Existen mitos en la literatura
que perduran y crecen, recargándose en aparente e inexplicable perseverancia. Este es el caso de Andrés Caicedo. La
respuesta tal vez se debe a una obra
singular, de una calidad indiscutible, reconocida
e importante en el panorama de la literatura nacional, estudiada hasta la
saciedad, no solo por haber sido escrita en una edad muy precoz, sino por el carácter excepcional de la
misma, lo depurado de su prosa a pesar del desparpajo de la misma, los
argumentos que la soportan, textos llenos de cine, sus personajes, que se
confunden con la vida del autor, cuya existencia atribulada, contribuye a la
reverberación y exaltación de su reconocimiento permanente, en una especie de círculo
vicioso, sobra decir que está llena de hechos aun indescifrables, como si nunca
se acabara de escribir.
Sobre Andrés Caicedo, expresa
con mucha lucidez Felipe Van Der Hurt, en un trabajo muy claro sobre el
suicidio del autor desde la perspectiva de su obra: “La consagración literaria
es una forma específica de reconocimiento basada en la idea de que los
“creadores” son irreductibles a cualquier referencia que no sea su propia
singularidad. Portadores de una esencia única que se realiza en el tiempo (y en
sus obras), adquieren de este modo el privilegio –y el derecho– de un destino
personal y de una biografía, no sólo vida que merece ser contada, sino
“historia de vida” que se organiza según un sentido trascendente. “
Hijo de Carlos Alberto y
Nellie Estela, el escritor vallecaucano Andrés Caicedo fue el menor
de cuatro hijos, y el único varón. En 1958 nació su hermano Francisco José,
quien moriría tres años más tarde. Comenzó a escribir a una edad muy temprana,
los diez años, lo hizo con una seriedad absoluta, como lo ratifica Luis Carlos
Molina, en texto publicado por el Banco de la Republica: “Caicedo era un
trabajador compulsivo. Por sus diarios observamos que sus horarios eran
estrictos en lo que tenía que ver con lecturas, montajes teatrales y escritura.

Tarea asignada: Transcribe sin cambios el pasaje del texto sobre Andrés Caicedo que va desde "Existen mitos en" hasta "acabara de escribir.".

Registros mostrados:
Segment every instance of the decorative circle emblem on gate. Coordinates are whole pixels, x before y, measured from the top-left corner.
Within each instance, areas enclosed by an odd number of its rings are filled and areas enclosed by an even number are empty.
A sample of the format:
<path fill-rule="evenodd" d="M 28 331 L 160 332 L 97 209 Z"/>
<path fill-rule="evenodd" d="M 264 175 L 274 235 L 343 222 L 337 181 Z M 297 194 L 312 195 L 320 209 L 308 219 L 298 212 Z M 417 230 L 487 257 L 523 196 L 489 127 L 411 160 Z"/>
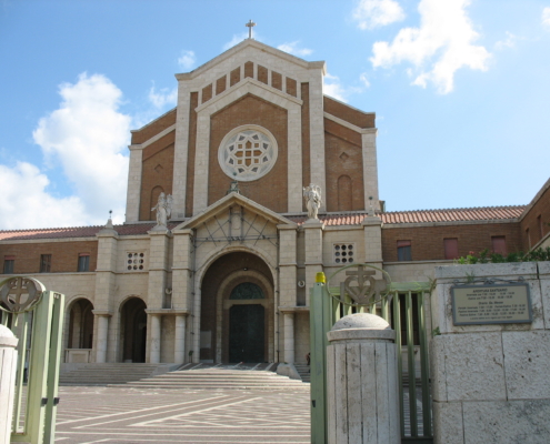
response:
<path fill-rule="evenodd" d="M 266 175 L 277 162 L 277 141 L 264 128 L 236 128 L 220 144 L 218 161 L 230 178 L 250 182 Z"/>
<path fill-rule="evenodd" d="M 21 313 L 31 310 L 42 296 L 46 287 L 32 278 L 10 278 L 0 287 L 0 303 L 10 313 Z"/>

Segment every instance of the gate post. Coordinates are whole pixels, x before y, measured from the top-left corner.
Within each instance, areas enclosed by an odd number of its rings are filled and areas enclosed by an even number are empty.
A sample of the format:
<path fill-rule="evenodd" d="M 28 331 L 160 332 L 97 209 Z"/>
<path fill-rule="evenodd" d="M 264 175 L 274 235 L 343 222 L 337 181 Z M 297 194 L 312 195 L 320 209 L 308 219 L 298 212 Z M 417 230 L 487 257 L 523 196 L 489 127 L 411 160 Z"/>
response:
<path fill-rule="evenodd" d="M 329 444 L 400 444 L 396 332 L 356 313 L 327 336 Z"/>
<path fill-rule="evenodd" d="M 0 444 L 10 442 L 18 341 L 10 329 L 0 325 Z"/>

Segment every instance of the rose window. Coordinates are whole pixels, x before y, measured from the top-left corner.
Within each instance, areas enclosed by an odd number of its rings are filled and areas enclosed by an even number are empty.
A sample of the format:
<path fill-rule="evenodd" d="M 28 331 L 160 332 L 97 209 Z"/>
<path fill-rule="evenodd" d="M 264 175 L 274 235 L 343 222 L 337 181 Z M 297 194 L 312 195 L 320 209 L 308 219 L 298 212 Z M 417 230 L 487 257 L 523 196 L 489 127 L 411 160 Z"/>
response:
<path fill-rule="evenodd" d="M 263 131 L 244 129 L 226 137 L 220 151 L 220 167 L 238 181 L 253 181 L 267 174 L 277 159 L 274 139 Z"/>

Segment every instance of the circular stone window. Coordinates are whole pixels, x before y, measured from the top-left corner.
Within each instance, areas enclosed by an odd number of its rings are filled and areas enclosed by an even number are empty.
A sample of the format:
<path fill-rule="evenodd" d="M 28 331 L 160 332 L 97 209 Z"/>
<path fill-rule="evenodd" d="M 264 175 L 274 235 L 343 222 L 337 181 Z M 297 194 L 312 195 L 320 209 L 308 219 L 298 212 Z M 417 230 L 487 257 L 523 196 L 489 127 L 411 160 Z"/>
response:
<path fill-rule="evenodd" d="M 266 175 L 277 161 L 277 141 L 261 127 L 239 127 L 221 142 L 218 160 L 230 178 L 249 182 Z"/>

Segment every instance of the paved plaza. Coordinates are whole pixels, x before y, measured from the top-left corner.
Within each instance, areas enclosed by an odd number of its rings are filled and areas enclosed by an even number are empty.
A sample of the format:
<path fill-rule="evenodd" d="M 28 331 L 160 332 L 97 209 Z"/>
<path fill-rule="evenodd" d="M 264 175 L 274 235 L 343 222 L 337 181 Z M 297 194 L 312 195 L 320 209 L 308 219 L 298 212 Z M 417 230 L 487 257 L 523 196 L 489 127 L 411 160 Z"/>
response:
<path fill-rule="evenodd" d="M 309 443 L 308 390 L 61 386 L 56 443 Z"/>

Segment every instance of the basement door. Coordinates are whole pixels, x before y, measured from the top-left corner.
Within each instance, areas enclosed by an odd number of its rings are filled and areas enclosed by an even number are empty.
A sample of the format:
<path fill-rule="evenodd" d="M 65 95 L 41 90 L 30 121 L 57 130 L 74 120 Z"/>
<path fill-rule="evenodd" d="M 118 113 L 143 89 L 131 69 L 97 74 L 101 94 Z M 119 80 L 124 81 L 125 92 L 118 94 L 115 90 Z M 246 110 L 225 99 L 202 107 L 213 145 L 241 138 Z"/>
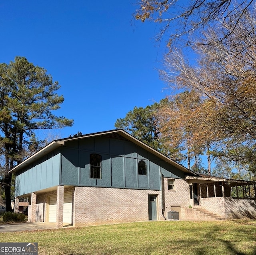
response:
<path fill-rule="evenodd" d="M 57 195 L 51 196 L 49 199 L 49 215 L 48 219 L 49 222 L 56 222 L 56 203 Z"/>
<path fill-rule="evenodd" d="M 157 209 L 156 205 L 156 195 L 148 195 L 148 219 L 157 219 Z"/>
<path fill-rule="evenodd" d="M 64 193 L 63 222 L 72 223 L 72 191 Z"/>

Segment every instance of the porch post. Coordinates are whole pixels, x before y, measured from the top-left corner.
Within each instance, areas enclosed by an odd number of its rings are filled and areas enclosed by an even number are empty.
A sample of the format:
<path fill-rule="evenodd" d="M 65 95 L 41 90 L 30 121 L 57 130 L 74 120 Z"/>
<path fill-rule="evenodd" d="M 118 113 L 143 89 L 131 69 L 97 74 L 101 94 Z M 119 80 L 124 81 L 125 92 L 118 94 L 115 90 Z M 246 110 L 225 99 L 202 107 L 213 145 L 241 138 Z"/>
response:
<path fill-rule="evenodd" d="M 20 199 L 18 197 L 15 197 L 14 199 L 14 213 L 19 212 L 19 202 L 20 202 Z"/>
<path fill-rule="evenodd" d="M 31 222 L 36 222 L 36 193 L 31 193 Z"/>
<path fill-rule="evenodd" d="M 64 186 L 58 185 L 57 189 L 56 209 L 56 226 L 58 228 L 63 227 L 63 203 L 64 203 Z"/>
<path fill-rule="evenodd" d="M 225 188 L 223 185 L 223 182 L 221 182 L 221 188 L 222 191 L 222 197 L 225 197 Z"/>

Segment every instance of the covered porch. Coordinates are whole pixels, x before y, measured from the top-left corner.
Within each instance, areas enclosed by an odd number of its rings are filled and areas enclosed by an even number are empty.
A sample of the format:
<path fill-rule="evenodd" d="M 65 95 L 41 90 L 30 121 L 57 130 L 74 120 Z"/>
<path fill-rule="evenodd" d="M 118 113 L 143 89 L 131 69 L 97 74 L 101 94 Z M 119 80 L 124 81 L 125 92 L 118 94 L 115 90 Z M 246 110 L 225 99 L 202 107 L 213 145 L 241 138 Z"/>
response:
<path fill-rule="evenodd" d="M 186 180 L 193 206 L 225 219 L 256 219 L 256 182 L 201 174 Z"/>

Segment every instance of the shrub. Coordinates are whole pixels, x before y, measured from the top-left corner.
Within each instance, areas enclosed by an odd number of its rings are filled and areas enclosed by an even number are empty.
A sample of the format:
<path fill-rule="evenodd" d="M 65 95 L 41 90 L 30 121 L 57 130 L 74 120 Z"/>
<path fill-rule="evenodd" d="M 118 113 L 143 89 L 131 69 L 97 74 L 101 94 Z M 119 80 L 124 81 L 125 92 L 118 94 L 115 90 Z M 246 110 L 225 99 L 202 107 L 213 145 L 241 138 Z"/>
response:
<path fill-rule="evenodd" d="M 2 217 L 4 222 L 22 222 L 25 221 L 26 215 L 12 211 L 7 211 L 3 214 Z"/>

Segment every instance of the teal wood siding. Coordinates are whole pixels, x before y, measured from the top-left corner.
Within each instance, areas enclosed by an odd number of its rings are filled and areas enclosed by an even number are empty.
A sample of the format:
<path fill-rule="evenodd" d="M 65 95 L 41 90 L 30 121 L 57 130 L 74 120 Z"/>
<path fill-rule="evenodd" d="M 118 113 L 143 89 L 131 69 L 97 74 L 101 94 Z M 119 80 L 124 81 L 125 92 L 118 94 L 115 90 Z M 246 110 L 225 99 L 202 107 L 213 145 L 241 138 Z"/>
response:
<path fill-rule="evenodd" d="M 124 139 L 106 136 L 84 138 L 66 142 L 61 151 L 61 184 L 64 185 L 159 190 L 160 171 L 165 175 L 172 175 L 168 172 L 170 168 L 168 163 Z M 102 156 L 101 179 L 90 177 L 91 153 Z M 146 175 L 138 174 L 140 160 L 146 163 Z M 179 170 L 175 171 L 177 174 L 179 173 Z"/>
<path fill-rule="evenodd" d="M 58 185 L 60 183 L 59 152 L 49 153 L 16 173 L 15 196 Z"/>
<path fill-rule="evenodd" d="M 160 171 L 164 177 L 170 177 L 177 179 L 184 179 L 184 172 L 174 167 L 166 162 L 161 162 L 160 164 Z"/>

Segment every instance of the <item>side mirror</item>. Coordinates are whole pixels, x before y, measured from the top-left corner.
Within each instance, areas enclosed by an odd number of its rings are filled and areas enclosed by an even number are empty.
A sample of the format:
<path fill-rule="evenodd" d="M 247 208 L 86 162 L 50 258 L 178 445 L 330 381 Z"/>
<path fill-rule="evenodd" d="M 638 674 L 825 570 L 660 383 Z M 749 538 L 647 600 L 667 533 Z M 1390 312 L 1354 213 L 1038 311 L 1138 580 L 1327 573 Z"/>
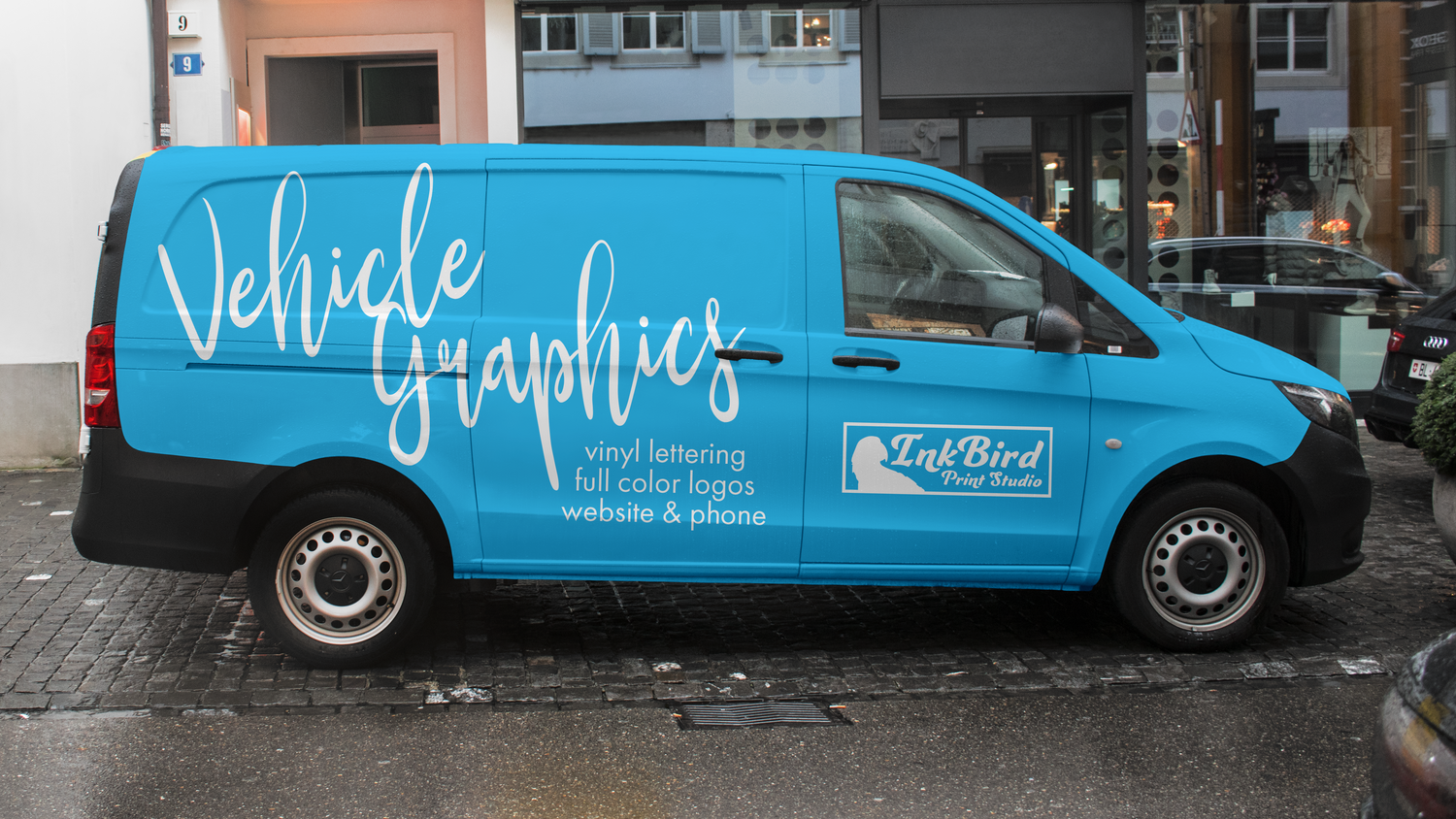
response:
<path fill-rule="evenodd" d="M 1060 304 L 1041 305 L 1037 313 L 1037 335 L 1032 342 L 1037 352 L 1082 352 L 1082 323 Z"/>
<path fill-rule="evenodd" d="M 1401 273 L 1392 273 L 1386 271 L 1379 276 L 1376 276 L 1374 281 L 1377 285 L 1380 285 L 1382 289 L 1389 289 L 1389 291 L 1406 289 L 1405 276 L 1402 276 Z"/>

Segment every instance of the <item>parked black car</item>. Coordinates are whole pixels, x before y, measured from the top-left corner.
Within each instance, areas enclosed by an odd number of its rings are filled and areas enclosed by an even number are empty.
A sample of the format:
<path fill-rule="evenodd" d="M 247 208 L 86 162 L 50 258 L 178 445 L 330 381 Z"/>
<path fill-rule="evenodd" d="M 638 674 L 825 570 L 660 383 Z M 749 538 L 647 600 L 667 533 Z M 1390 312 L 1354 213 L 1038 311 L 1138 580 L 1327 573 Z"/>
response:
<path fill-rule="evenodd" d="M 1380 383 L 1370 394 L 1366 429 L 1382 441 L 1411 441 L 1415 400 L 1440 359 L 1456 352 L 1456 289 L 1436 298 L 1390 330 Z"/>
<path fill-rule="evenodd" d="M 1354 250 L 1273 236 L 1163 239 L 1147 246 L 1147 289 L 1165 301 L 1178 294 L 1255 294 L 1271 307 L 1318 313 L 1395 316 L 1427 301 L 1420 287 Z M 1175 271 L 1182 271 L 1182 276 Z M 1254 304 L 1254 303 L 1249 303 Z"/>
<path fill-rule="evenodd" d="M 1360 819 L 1456 816 L 1456 631 L 1425 646 L 1380 706 Z"/>

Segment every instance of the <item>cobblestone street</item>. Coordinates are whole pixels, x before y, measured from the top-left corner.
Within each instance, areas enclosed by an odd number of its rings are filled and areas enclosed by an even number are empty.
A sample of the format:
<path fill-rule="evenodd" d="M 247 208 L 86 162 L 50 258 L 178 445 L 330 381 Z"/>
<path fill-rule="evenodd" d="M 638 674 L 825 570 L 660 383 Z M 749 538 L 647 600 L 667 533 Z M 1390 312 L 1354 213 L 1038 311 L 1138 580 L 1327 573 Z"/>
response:
<path fill-rule="evenodd" d="M 1376 493 L 1364 566 L 1290 589 L 1236 652 L 1158 649 L 1095 594 L 520 582 L 440 595 L 411 653 L 351 672 L 284 656 L 242 572 L 83 560 L 79 471 L 0 473 L 0 710 L 597 708 L 1388 675 L 1456 627 L 1456 566 L 1420 454 L 1369 435 L 1363 448 Z"/>

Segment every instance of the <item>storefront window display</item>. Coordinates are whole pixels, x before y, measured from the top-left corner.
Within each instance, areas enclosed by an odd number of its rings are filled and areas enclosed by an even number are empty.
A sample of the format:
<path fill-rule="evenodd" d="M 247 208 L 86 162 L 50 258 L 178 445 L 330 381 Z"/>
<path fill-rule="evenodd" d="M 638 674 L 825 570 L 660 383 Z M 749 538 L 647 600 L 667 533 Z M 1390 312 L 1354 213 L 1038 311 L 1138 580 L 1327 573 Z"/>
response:
<path fill-rule="evenodd" d="M 1358 399 L 1452 285 L 1452 3 L 1146 7 L 1152 295 Z"/>

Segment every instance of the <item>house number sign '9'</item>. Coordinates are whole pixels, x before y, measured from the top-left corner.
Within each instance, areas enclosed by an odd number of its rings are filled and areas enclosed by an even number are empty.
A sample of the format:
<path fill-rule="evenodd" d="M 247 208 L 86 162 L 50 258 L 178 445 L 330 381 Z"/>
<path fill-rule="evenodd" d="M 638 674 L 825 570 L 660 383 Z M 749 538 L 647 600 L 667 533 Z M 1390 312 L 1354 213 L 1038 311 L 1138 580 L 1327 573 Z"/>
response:
<path fill-rule="evenodd" d="M 202 55 L 201 54 L 173 54 L 172 55 L 172 76 L 186 77 L 198 76 L 202 73 Z"/>

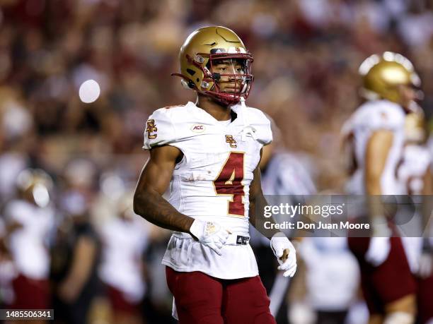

Problema resuelto:
Existen mitos en la literatura
que perduran y crecen, recargándose en aparente e inexplicable perseverancia. Este es el caso de Andrés Caicedo. La
respuesta tal vez se debe a una obra
singular, de una calidad indiscutible, reconocida
e importante en el panorama de la literatura nacional, estudiada hasta la
saciedad, no solo por haber sido escrita en una edad muy precoz, sino por el carácter excepcional de la
misma, lo depurado de su prosa a pesar del desparpajo de la misma, los
argumentos que la soportan, textos llenos de cine, sus personajes, que se
confunden con la vida del autor, cuya existencia atribulada, contribuye a la
reverberación y exaltación de su reconocimiento permanente, en una especie de círculo
vicioso, sobra decir que está llena de hechos aun indescifrables, como si nunca
se acabara de escribir.